# PROVIDED DATA
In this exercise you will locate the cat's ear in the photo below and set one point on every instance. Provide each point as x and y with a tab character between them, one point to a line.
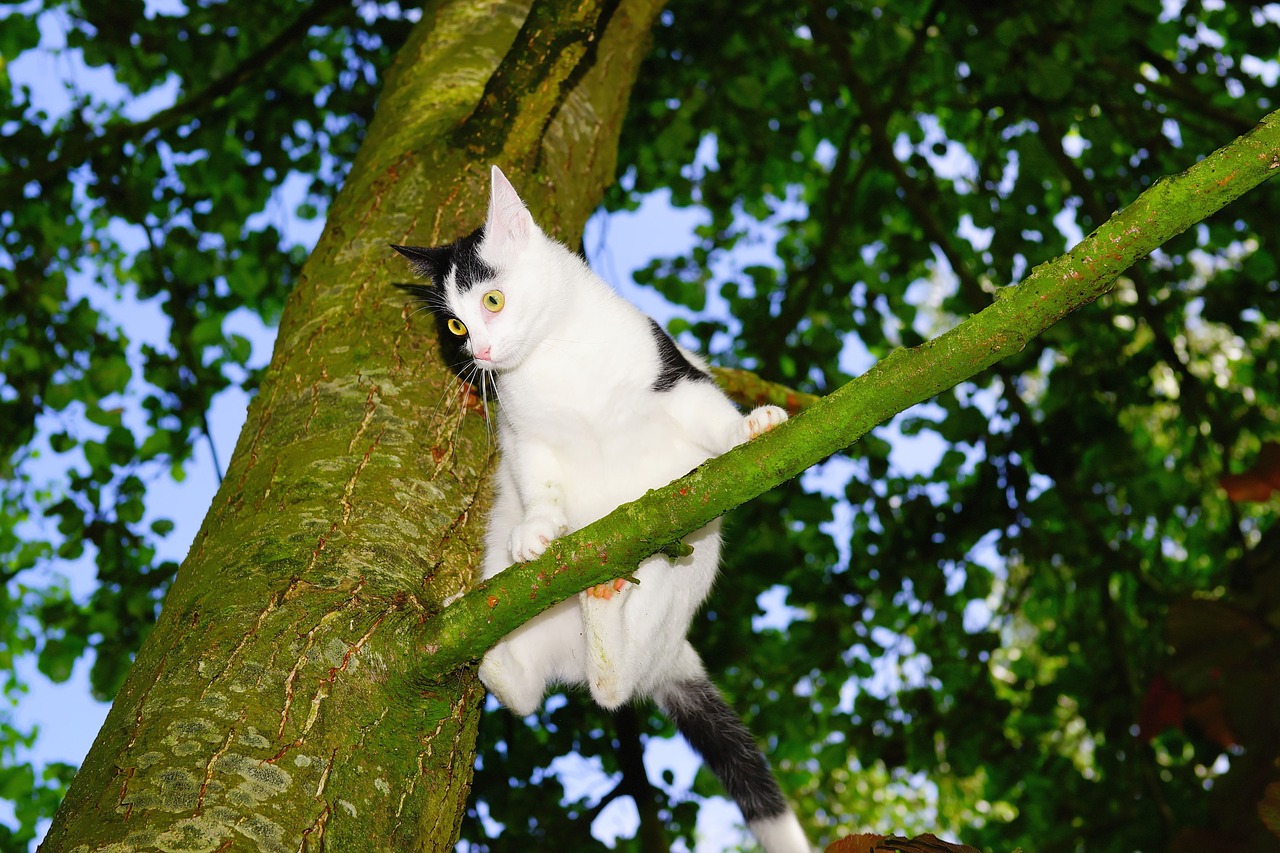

--

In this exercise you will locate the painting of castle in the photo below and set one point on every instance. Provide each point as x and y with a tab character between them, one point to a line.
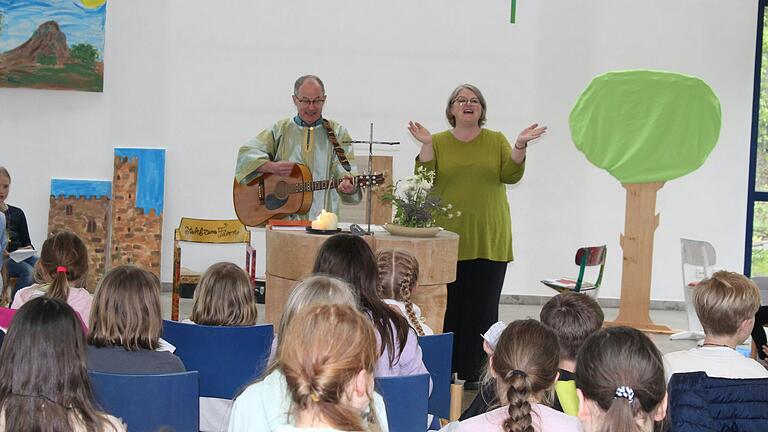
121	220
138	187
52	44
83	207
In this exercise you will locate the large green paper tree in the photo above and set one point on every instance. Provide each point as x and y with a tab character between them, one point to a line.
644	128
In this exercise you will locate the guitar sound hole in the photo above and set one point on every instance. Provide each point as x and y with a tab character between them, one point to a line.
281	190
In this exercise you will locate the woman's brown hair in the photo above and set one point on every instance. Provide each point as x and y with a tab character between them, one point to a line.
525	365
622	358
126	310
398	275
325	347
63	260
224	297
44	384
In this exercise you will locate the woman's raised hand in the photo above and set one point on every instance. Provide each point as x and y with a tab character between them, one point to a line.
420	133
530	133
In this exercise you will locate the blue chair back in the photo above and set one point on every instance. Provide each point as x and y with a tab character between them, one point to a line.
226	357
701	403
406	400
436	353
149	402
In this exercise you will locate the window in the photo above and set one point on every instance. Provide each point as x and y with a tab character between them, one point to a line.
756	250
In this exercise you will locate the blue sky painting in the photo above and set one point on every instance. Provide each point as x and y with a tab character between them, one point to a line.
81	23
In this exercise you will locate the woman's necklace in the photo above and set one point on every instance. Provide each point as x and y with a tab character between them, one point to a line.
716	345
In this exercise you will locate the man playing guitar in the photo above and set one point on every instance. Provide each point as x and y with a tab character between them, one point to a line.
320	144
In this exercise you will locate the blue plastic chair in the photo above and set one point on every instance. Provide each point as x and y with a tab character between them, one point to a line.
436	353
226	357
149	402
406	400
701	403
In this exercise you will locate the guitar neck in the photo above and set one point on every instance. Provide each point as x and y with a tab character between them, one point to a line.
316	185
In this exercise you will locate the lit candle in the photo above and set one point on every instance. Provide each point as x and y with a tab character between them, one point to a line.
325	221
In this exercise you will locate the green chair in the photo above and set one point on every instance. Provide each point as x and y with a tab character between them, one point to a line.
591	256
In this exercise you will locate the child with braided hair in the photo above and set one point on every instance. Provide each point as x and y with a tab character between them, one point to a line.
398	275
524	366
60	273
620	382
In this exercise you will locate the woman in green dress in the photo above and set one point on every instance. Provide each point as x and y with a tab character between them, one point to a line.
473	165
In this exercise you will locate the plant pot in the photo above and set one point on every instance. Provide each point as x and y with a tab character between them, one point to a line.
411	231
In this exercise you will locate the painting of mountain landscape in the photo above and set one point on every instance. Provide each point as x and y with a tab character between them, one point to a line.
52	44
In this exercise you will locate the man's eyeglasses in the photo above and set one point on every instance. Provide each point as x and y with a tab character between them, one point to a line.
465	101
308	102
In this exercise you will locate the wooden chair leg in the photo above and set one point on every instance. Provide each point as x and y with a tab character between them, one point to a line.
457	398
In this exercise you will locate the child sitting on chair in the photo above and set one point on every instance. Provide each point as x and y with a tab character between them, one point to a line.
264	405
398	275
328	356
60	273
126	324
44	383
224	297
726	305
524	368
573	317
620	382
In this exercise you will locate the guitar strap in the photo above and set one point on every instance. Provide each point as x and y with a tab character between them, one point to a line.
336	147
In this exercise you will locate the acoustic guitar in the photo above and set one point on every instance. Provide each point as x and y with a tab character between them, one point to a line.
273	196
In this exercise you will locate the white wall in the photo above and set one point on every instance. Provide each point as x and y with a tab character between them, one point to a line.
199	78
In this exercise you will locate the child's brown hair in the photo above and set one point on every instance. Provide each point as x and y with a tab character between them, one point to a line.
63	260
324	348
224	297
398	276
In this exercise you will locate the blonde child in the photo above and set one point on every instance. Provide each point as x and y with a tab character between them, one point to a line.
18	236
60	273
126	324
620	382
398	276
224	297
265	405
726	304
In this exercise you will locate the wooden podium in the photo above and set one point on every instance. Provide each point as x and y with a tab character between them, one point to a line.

# REQUIREMENT
Return, with no change at all, every line in the entries above from the line containing "In this exercise you will locate the white" through the line containing "In this exercise you will locate the wooden podium".

# SOLUTION
In this exercise you will locate the white wall in the photo above and set one point on every instance. Provide each point as x and y with a tab character between them, one point to a line.
199	78
In this exercise you will locate the child's brown hair in the photo above and set one point on every instance. Provide each point as x and y with a tab character between them, one point to a line.
63	260
324	348
224	297
398	276
In this exercise you will locate the blonde child in the photo above and set one point on every instance. Provide each point as x and y with a tab character between them, one point to a line.
18	236
60	273
126	324
620	382
398	276
224	297
265	405
726	304
In this exercise you will locate the wooden podium in the photo above and set one point on every instance. Provide each point as x and y with a tab character between them, one point to a line.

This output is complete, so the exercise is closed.